Records for the exercise:
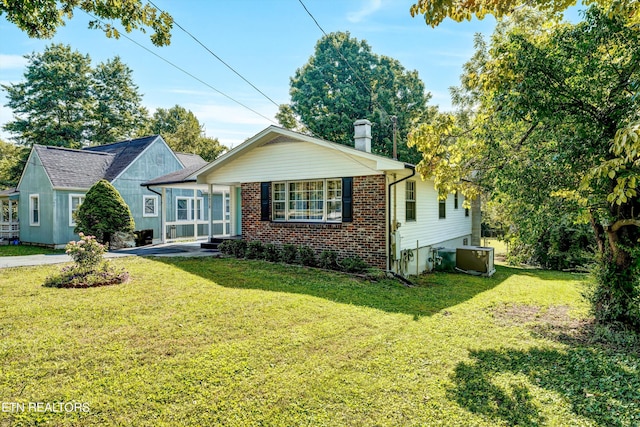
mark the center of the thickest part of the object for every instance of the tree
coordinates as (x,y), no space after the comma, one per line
(435,11)
(554,129)
(65,102)
(50,107)
(103,213)
(12,161)
(344,81)
(118,113)
(183,132)
(41,19)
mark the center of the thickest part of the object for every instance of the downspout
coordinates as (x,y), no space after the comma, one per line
(391,223)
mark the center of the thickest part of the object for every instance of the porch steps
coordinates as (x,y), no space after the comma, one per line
(215,241)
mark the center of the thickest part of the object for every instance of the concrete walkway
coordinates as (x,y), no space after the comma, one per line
(189,249)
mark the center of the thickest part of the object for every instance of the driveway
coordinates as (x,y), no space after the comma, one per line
(187,249)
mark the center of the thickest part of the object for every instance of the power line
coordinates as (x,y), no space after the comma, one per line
(219,59)
(188,73)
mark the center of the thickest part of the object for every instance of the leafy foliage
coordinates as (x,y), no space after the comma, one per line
(41,19)
(345,81)
(65,102)
(103,212)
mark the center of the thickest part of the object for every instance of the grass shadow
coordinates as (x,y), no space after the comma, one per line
(434,293)
(597,383)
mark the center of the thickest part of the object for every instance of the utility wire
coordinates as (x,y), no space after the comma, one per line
(219,59)
(337,48)
(188,73)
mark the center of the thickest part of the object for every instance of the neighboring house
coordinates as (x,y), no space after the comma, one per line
(55,181)
(291,188)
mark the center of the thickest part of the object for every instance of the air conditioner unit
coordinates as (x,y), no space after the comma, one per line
(475,260)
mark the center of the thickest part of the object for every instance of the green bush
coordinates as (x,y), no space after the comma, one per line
(329,260)
(255,250)
(307,256)
(289,254)
(271,253)
(103,213)
(354,265)
(89,269)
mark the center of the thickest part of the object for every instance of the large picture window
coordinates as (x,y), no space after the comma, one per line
(313,201)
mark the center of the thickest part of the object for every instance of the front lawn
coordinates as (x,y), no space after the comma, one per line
(195,341)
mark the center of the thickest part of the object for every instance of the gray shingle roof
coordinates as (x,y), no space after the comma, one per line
(125,152)
(69,168)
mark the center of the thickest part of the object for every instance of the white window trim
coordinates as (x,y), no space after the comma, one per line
(325,200)
(72,223)
(33,197)
(155,206)
(192,208)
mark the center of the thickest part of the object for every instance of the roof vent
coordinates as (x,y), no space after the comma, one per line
(362,135)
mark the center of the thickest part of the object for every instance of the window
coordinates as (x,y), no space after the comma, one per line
(188,208)
(34,209)
(410,201)
(75,200)
(319,200)
(442,208)
(149,206)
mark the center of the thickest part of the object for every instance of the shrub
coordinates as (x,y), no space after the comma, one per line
(354,265)
(307,256)
(89,269)
(238,248)
(103,212)
(289,254)
(271,253)
(255,250)
(86,252)
(329,260)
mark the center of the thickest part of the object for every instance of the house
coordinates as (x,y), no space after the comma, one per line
(291,188)
(9,224)
(55,181)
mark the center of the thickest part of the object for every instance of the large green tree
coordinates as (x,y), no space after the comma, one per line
(64,101)
(182,130)
(555,128)
(41,19)
(345,81)
(118,112)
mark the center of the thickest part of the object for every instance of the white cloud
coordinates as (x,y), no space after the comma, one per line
(12,61)
(369,7)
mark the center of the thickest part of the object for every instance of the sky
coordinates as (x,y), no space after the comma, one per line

Set exercise: Convert the stretch from the line containing "of the shrub" through the end of the items into a JSON list of strings, with one string per line and blank lines omitted.

Correct output:
[
  "mark the center of the thickest part of the object for every instance of the shrub",
  "coordinates as (x,y), no space after the comma, one per line",
  "(354,265)",
  "(307,256)",
  "(89,269)",
  "(238,248)",
  "(103,212)",
  "(289,254)",
  "(271,253)",
  "(255,250)",
  "(86,252)",
  "(329,260)",
  "mark the center of the thickest part of the object for every instance of the house",
  "coordinates as (x,y), no space after the comma, one per line",
  "(291,188)",
  "(9,224)",
  "(55,181)",
  "mark the center of the thickest part of the object for every instance of the large green tree",
  "coordinates as (x,y), no space after the comma, one per line",
  "(64,101)",
  "(182,130)",
  "(555,128)",
  "(41,19)",
  "(345,81)",
  "(118,112)",
  "mark the center of the thickest part of the object for every instance of the white cloud",
  "coordinates as (x,y), no space after the comma, one per line",
  "(12,61)",
  "(369,7)",
  "mark the center of the thickest part of the object for every instance of the sky",
  "coordinates as (x,y), no space after the comma, one per line"
]